◆ **What needs to be done**:
Please repeat the listing below in its entirety, exactly.

◆ **Information provided**:
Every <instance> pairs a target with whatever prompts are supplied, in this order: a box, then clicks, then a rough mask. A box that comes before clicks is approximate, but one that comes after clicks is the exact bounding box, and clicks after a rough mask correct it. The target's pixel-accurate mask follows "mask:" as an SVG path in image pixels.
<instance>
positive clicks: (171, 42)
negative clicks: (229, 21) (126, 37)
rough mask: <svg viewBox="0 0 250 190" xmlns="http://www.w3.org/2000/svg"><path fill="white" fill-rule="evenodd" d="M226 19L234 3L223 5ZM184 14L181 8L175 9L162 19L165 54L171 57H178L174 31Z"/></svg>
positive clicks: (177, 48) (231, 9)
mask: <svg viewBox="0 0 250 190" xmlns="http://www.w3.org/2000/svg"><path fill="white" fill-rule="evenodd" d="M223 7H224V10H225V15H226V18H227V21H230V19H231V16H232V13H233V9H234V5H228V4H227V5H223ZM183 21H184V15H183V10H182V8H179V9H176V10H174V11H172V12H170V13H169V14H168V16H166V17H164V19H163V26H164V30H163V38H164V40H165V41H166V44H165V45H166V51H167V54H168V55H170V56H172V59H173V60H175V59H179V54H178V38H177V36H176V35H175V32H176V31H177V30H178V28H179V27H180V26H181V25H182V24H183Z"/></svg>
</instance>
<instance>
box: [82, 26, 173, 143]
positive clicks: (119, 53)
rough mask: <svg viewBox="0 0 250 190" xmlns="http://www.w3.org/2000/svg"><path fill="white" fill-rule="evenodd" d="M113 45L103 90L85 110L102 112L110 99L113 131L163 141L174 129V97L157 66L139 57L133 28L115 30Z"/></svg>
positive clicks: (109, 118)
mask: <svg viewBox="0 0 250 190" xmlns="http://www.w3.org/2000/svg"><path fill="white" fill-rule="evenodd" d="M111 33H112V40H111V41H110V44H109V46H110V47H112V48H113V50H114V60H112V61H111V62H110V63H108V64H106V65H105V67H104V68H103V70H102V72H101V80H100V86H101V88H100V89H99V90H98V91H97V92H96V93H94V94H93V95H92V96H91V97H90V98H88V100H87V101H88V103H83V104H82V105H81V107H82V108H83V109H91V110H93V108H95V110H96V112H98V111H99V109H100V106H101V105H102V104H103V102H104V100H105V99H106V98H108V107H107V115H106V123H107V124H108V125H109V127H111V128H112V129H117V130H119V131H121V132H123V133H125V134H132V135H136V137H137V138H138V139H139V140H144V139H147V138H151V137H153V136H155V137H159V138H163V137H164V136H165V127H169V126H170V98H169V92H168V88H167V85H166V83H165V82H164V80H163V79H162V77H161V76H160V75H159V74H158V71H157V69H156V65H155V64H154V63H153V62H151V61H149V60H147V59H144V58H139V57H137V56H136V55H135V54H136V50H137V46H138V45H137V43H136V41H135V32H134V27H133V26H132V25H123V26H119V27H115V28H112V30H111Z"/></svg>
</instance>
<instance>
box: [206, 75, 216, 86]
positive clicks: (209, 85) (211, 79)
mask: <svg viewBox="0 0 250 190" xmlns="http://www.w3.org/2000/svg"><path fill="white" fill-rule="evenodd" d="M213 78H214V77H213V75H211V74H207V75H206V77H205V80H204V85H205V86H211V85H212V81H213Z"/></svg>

◆ **Written solution**:
Every <instance> pairs a target with whatever prompts are supplied, in this order: a box, then clicks, then a rough mask. A box that comes before clicks is approximate, but one that comes after clicks is the exact bounding box, and clicks after a rough mask correct it. The target's pixel-accurate mask follows "mask:" as an SVG path in image pixels.
<instance>
positive clicks: (171, 42)
negative clicks: (229, 21) (126, 37)
rough mask: <svg viewBox="0 0 250 190" xmlns="http://www.w3.org/2000/svg"><path fill="white" fill-rule="evenodd" d="M226 19L234 3L223 5ZM184 14L181 8L175 9L162 19L165 54L171 57H178L174 31Z"/></svg>
positive clicks: (177, 48) (231, 9)
mask: <svg viewBox="0 0 250 190" xmlns="http://www.w3.org/2000/svg"><path fill="white" fill-rule="evenodd" d="M223 7H224V10H225V15H226V18H227V21H230V19H231V16H232V13H233V9H234V5H228V4H227V5H223ZM183 21H184V15H183V10H182V8H179V9H176V10H174V11H172V12H170V13H169V14H168V16H166V17H164V19H163V26H164V30H163V38H164V40H165V41H166V44H165V45H166V51H167V54H168V55H170V56H172V59H173V60H175V59H179V54H178V38H177V36H176V35H175V32H176V31H177V30H178V28H179V27H180V26H181V25H182V24H183Z"/></svg>
</instance>
<instance>
box: [82, 26, 173, 143]
positive clicks: (119, 53)
rough mask: <svg viewBox="0 0 250 190" xmlns="http://www.w3.org/2000/svg"><path fill="white" fill-rule="evenodd" d="M113 45L103 90L85 110L102 112L110 99L113 131L163 141L174 129V97L157 66L139 57L133 28L115 30Z"/></svg>
positive clicks: (109, 118)
mask: <svg viewBox="0 0 250 190" xmlns="http://www.w3.org/2000/svg"><path fill="white" fill-rule="evenodd" d="M111 33H112V40H111V41H110V44H109V46H110V47H112V48H113V50H114V60H112V61H111V62H110V63H108V64H106V65H105V67H104V68H103V70H102V72H101V80H100V86H101V88H100V89H99V90H98V91H97V92H96V93H94V94H93V95H92V96H91V97H90V98H88V100H87V101H88V103H83V104H82V105H81V107H82V108H83V109H91V110H93V108H95V110H96V112H98V111H99V109H100V106H101V105H102V104H103V102H104V100H105V99H106V98H108V107H107V115H106V123H107V124H108V125H109V127H111V128H112V129H117V130H119V131H121V132H123V133H125V134H132V135H136V137H137V138H138V139H139V140H144V139H147V138H151V137H153V136H155V137H159V138H163V137H164V136H165V127H169V126H170V98H169V92H168V88H167V85H166V83H165V82H164V80H163V79H162V77H161V76H160V75H159V74H158V71H157V69H156V65H155V64H154V63H153V62H151V61H149V60H147V59H144V58H139V57H137V56H136V55H135V54H136V50H137V46H138V45H137V43H136V41H135V32H134V27H133V26H132V25H123V26H119V27H115V28H112V30H111Z"/></svg>
</instance>
<instance>
box: [206, 75, 216, 86]
positive clicks: (209, 85) (211, 79)
mask: <svg viewBox="0 0 250 190" xmlns="http://www.w3.org/2000/svg"><path fill="white" fill-rule="evenodd" d="M213 78H214V77H213V75H211V74H207V75H206V77H205V80H204V85H205V86H211V85H212V81H213Z"/></svg>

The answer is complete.